Excerpts of location labeling data:
------------
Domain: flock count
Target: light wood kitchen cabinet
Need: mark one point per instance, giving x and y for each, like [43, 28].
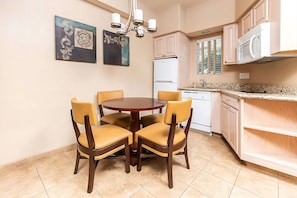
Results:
[247, 22]
[230, 44]
[230, 121]
[283, 27]
[216, 112]
[166, 46]
[269, 134]
[258, 14]
[175, 45]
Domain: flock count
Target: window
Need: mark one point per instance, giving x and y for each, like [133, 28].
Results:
[209, 55]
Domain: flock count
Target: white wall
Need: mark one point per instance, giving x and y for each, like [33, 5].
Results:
[36, 89]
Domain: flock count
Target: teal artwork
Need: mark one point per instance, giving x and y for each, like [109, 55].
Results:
[116, 49]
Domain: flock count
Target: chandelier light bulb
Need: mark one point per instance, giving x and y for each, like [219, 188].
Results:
[134, 23]
[115, 20]
[152, 25]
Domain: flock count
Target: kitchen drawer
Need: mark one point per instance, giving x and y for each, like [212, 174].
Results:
[233, 102]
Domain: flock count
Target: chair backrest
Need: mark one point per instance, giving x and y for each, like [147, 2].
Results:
[182, 110]
[169, 95]
[81, 109]
[103, 96]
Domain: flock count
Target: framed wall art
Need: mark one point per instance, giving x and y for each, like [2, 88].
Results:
[75, 41]
[116, 49]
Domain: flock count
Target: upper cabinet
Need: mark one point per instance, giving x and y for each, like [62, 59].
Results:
[283, 27]
[230, 44]
[175, 45]
[166, 46]
[258, 14]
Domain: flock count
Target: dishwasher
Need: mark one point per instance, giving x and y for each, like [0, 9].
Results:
[201, 104]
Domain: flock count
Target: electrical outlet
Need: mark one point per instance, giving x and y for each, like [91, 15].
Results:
[244, 75]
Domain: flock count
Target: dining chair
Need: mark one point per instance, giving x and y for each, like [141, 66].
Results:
[159, 117]
[117, 118]
[97, 142]
[167, 138]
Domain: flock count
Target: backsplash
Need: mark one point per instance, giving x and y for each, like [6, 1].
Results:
[255, 88]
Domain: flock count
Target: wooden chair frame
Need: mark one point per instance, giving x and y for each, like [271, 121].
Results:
[169, 149]
[92, 152]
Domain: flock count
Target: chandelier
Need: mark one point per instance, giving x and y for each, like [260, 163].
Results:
[135, 15]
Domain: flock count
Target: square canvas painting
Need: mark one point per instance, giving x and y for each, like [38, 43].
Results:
[75, 41]
[115, 49]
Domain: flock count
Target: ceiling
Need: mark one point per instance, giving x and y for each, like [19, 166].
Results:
[161, 4]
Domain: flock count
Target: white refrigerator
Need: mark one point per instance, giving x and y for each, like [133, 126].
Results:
[165, 75]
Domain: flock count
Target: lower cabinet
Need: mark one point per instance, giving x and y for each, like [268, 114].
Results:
[269, 134]
[230, 121]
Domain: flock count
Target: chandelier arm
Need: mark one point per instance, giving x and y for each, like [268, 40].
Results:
[126, 27]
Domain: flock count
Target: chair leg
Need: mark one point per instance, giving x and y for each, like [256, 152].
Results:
[92, 166]
[169, 170]
[186, 157]
[139, 150]
[77, 162]
[127, 153]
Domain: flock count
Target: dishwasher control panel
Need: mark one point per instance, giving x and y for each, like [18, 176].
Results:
[201, 104]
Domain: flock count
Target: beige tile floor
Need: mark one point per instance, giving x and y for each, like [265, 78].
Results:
[215, 172]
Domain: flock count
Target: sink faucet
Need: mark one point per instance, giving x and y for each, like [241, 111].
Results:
[203, 82]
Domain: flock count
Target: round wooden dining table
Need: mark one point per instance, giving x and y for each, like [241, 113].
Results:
[134, 105]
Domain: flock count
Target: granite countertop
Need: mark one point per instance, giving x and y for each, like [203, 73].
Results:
[264, 96]
[258, 94]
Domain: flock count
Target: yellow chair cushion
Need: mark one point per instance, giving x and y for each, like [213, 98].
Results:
[105, 135]
[158, 133]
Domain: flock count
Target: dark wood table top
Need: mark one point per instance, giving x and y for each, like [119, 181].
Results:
[133, 104]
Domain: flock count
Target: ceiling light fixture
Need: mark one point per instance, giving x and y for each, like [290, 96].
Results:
[136, 15]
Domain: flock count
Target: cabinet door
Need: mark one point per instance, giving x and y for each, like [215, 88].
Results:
[165, 46]
[230, 44]
[233, 123]
[260, 12]
[247, 22]
[170, 49]
[159, 45]
[225, 121]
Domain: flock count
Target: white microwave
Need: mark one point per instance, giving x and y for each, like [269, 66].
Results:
[254, 45]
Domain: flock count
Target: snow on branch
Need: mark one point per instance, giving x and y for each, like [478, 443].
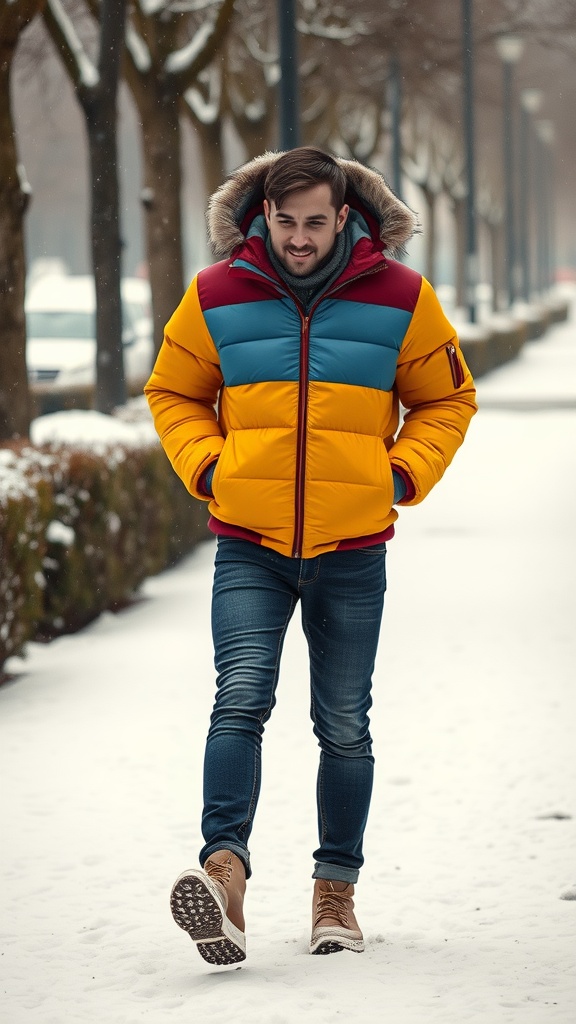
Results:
[256, 51]
[344, 33]
[152, 7]
[87, 73]
[137, 49]
[191, 6]
[206, 109]
[180, 60]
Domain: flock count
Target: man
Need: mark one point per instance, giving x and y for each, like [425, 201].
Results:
[276, 395]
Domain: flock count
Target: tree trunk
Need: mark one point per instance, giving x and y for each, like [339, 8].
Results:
------------
### Stated exercise
Make an exact copy of the records shown above, without the pictures.

### The result
Domain: flock count
Target: light wood kitchen cabinet
Need: mark one point per instance, giving x and y for each, like [43, 28].
Results:
[247, 22]
[230, 44]
[230, 121]
[283, 27]
[216, 112]
[166, 46]
[269, 134]
[258, 14]
[175, 45]
Domain: flock count
Target: window
Need: mark one point per instance, giving x and y for each, like [133, 28].
Results:
[209, 55]
Domain: flock count
Target: white wall
Need: mark one point per instance, giving x and y for each, like [33, 5].
Results:
[36, 89]
Domain: flock count
Target: teal artwork
Need: mark one point per instance, giving x and y for each, like [109, 55].
Results:
[116, 49]
Domain: flock count
Target: chandelier light bulb
Need: mark one point per instance, giving x and y for each, like [219, 188].
Results:
[134, 23]
[115, 20]
[152, 25]
Domain: flock count
Target: kitchen drawer
Need: mark one point per instance, giving x and y for each, like [212, 174].
Results:
[233, 102]
Domain: flock count
Target: chair backrest
Need: mark one point per instance, giving x and y for each, like [147, 2].
Results:
[182, 110]
[169, 95]
[81, 109]
[103, 96]
Domain: flock count
Target: framed wall art
Need: mark one point per instance, giving x and y for each, like [2, 88].
Results:
[75, 41]
[116, 49]
Domain: flock count
Target: upper cabinet
Need: mark one point per instance, giving x and y for each, like [62, 59].
Results:
[283, 27]
[230, 44]
[175, 45]
[166, 46]
[258, 14]
Domain: flock count
Target: dishwasher
Need: mark one point per instance, giving x and y for each, like [0, 9].
Results:
[201, 104]
Domain: flock count
Target: electrical outlet
Need: mark one point per instance, giving x and y for each, like [91, 15].
Results:
[244, 75]
Domain: flock count
Target: dining chair
Need: mark one point per instance, giving x and y for each, like [141, 66].
Results:
[159, 117]
[117, 118]
[97, 142]
[167, 138]
Domain: flock count
Target: backsplash
Need: mark one point per instance, giving x and y for each, like [6, 1].
Results:
[255, 88]
Domain: flock count
Target: wooden chair frame
Need: mark one point per instance, giving x and y for each, like [271, 121].
Results:
[169, 149]
[92, 152]
Domain: flock count
Target: chandelier
Need: mark one point per instance, giving x and y for each, like [260, 163].
Results:
[135, 15]
Domain: flock count
Target: square canvas painting
Need: mark one point per instance, giving x and y for each, like [38, 43].
Results:
[75, 41]
[115, 49]
Domain: flock count
Target: ceiling
Need: mark one point per instance, giving x and y for each, like [19, 166].
Results:
[161, 4]
Domain: flock count
Target: white refrigerator
Need: mark one point per instance, giving x and y for each, like [133, 126].
Results:
[165, 75]
Domain: flock count
Target: lower cabinet
Need: mark one point per instance, giving x and y for each, like [268, 114].
Results:
[269, 134]
[230, 121]
Domain: flock count
Target: chandelier arm
Need: mark one point per instance, giving x and y for each, like [268, 40].
Results:
[126, 27]
Domain: flock count
Target: chair leg
Need: mark one point per instance, giving x and y for each, like [256, 152].
Results:
[92, 166]
[169, 170]
[186, 157]
[139, 150]
[77, 162]
[127, 153]
Domain: flock count
Target: dishwasher control panel
Need: mark one point per instance, giving x and y for each, like [18, 176].
Results:
[201, 104]
Domain: flock count
Target: beige tile floor
Need: mark one point per instance, giving x and y for each, like [265, 78].
Results:
[215, 172]
Domain: flock count
Target: sink faucet
Need: mark one point per instance, giving x and y for each, like [241, 111].
Results:
[203, 82]
Domain: flock count
Target: round wooden dining table
Need: mark one point per instance, giving x and y for each, like [241, 113].
Results:
[134, 105]
Domain: flock count
Target: granite countertop
Need: mark one point per instance, giving x and y for each, like [203, 73].
Results:
[264, 96]
[258, 94]
Domain: flock count
Target: yellow chair cushion
Need: mark one point per instance, giving x and y for each, like [213, 98].
Results:
[105, 135]
[158, 133]
Domain: flock count
Target: dark wood table top
Need: mark one point per instance, giving x and y for each, like [119, 181].
Results:
[133, 104]
Domain: flock count
Target: ceiling light fixture
Need: mark one point per instance, giving x and y for each, like [290, 96].
Results:
[136, 15]
Domain: flock count
Target: cabinet door
Need: mark one point per instance, giving x and y for each, like [215, 88].
Results:
[165, 46]
[230, 44]
[233, 123]
[260, 12]
[247, 22]
[170, 49]
[159, 45]
[225, 121]
Domain: flock count
Target: white microwave
Need: mark one point per instance, giving x and y for each, like [269, 66].
Results:
[254, 45]
Domain: flock count
Target: snow on branch
Need: mark one point per instance, giving x and y for each, like [478, 443].
Results:
[256, 51]
[344, 33]
[152, 7]
[87, 73]
[137, 49]
[191, 6]
[206, 109]
[180, 60]
Domain: flock count
Target: man
Need: mark one point per instance, giving x and y for each, like [425, 201].
Results:
[276, 395]
Domain: flock count
Target: tree trunk
Need: mark one point per instance, giving x and y for each, like [339, 8].
Results:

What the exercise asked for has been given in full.